> What is required: Could you retype all of the records exactly, leaving out every picture?

(Source data)
- Opening Delimiter -
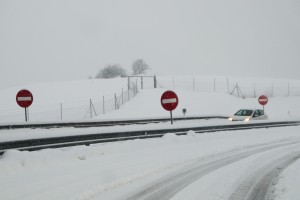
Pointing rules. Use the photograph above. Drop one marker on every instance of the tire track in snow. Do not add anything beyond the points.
(257, 186)
(168, 187)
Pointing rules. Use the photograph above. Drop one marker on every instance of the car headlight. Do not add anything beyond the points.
(247, 119)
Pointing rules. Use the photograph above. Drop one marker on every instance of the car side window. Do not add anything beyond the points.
(261, 112)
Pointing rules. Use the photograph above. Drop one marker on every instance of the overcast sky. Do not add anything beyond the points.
(49, 40)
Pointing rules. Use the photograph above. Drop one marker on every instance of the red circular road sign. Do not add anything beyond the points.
(24, 98)
(263, 100)
(169, 100)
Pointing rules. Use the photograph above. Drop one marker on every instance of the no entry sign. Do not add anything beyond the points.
(169, 100)
(263, 100)
(24, 98)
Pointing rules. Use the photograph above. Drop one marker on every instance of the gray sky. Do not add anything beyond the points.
(48, 40)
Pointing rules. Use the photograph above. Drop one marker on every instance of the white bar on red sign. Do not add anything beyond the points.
(164, 101)
(24, 98)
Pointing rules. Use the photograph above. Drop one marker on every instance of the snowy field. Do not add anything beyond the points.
(123, 170)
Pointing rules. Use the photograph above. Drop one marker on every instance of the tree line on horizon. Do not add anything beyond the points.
(139, 66)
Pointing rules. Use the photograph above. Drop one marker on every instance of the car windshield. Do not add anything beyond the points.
(244, 113)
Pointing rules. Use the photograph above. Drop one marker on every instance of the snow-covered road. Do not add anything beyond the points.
(207, 166)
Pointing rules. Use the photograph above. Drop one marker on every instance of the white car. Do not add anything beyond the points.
(248, 114)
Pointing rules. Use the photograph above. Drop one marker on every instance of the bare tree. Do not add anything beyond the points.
(112, 71)
(139, 66)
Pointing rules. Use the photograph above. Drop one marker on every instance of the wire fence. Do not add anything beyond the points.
(89, 108)
(245, 88)
(70, 111)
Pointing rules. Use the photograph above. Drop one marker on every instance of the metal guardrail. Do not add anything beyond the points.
(66, 141)
(102, 123)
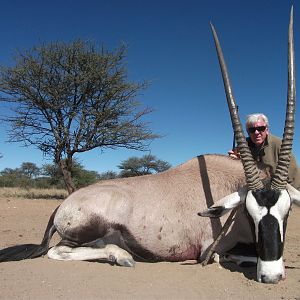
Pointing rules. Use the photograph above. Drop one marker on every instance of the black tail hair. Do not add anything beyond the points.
(26, 251)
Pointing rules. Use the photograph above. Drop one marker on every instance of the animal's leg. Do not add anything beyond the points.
(241, 260)
(111, 253)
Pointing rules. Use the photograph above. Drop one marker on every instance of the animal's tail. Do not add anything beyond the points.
(26, 251)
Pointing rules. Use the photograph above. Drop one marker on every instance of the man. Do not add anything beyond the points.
(265, 147)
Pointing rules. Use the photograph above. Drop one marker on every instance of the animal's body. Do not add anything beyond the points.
(149, 218)
(156, 215)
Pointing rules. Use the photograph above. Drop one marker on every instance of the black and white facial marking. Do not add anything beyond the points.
(269, 211)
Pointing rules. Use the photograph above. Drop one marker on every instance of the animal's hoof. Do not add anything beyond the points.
(126, 262)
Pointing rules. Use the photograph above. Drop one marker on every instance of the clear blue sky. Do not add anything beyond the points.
(170, 44)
- Closing Delimiter -
> Answer space:
Pointing rules. Use the photograph above. Drop one marker on every instance of the tire track in snow. Do not add anything beyond the points.
(257, 186)
(168, 187)
Pointing rules. Use the photograph above. Drop one marker on every instance of the car headlight. Do not add anything beyond the points.
(247, 119)
Pointing rules. Use the photograph above. Drop one marker on every instance of the car side window. Do not add anything beyond the points.
(261, 112)
Pointing rules. Use the photograph above. Drop one marker on every instance of the overcast sky. Do not add anything beyond the points.
(49, 40)
Pointing rules. Use the photograph above. Drop one marker on every instance of the red circular road sign. Do not add anything beyond the points.
(24, 98)
(263, 100)
(169, 100)
Pointing rules. Use the photograph above. Drop one marker on every instance of the no entry sign. Do not add anything beyond the points.
(169, 100)
(263, 100)
(24, 98)
Pointing rules. Use the photograph above. Drop one marker on every instance of the gray sky. Do not add anything beyond the points.
(48, 40)
Pointing rules. Use the photograph above. Drop one marker on every instance of the white bar on red sign. Do not add anything beyond the points.
(164, 101)
(24, 98)
Pointing rules. Use the photograph above. Drop one marker on every instance of the snowy field. Do not add anything beyond the points.
(123, 170)
Pointing rules. Use the photograph above. Drop one marker on every instance of the tree line on horizon. Do not add anything beyond the points.
(139, 66)
Pointing rules. Use the photograph above. Drop one marker on every instance of the car windshield. Do not add anything beyond the points.
(244, 113)
Pointing rules. Use the photograph above. Drop one marker on every instance of the snow-covered road. Do not add anything beyond the points.
(207, 166)
Pointing rules. Use the photograph above. Drop one marker on every instance of the white car. Do not add anything beyond the points.
(248, 114)
Pointing rules. Use the photograph above. Drop one marker on every instance of the bare tree. Do not add anything beyond the points.
(112, 71)
(139, 66)
Pointing rules. Use the photograph above. Drop one marker on every instance of the wire fence. Do not add anything beyond the points.
(89, 108)
(245, 88)
(70, 111)
Pointing rules. Use the photograph above. Drop one marker on every instance of the metal guardrail. Do not add anything beyond the points.
(66, 141)
(102, 123)
Pointing rules. Use the photograph above. Drop one marker on every instance of the black tail hair. Do not add anything beyond the points.
(26, 251)
Pointing rules. Use the photograph above. Drop one marker on every instance of the animal's leg. Do not add anything beyond the points.
(241, 260)
(111, 253)
Pointing rules. Use the photograph above. Drop one marker on every instance of the animal's tail. Do not add anything beyond the points.
(26, 251)
Pointing rules. Use the photograph above. Drop one marker on every instance of the man. Do not add anything beyond the points.
(265, 147)
Pointing rules. Use the photograph above. Drop one marker on every instance of the animal's body. Do not add anything beyond the points.
(149, 218)
(156, 215)
Pointing rules. Use the photograph above. Drop one marker on every instance of the black and white facial marking. Do not add anything beyond the points.
(269, 211)
Pointing rules. Use the photograph above. Drop one marker on every instance of the animal's hoof. Do not add anything beyond the points.
(126, 262)
Pointing rules. Use the photograph above. Drop one marker on every instance of the clear blue sky. Do not add anything beyond the points.
(170, 44)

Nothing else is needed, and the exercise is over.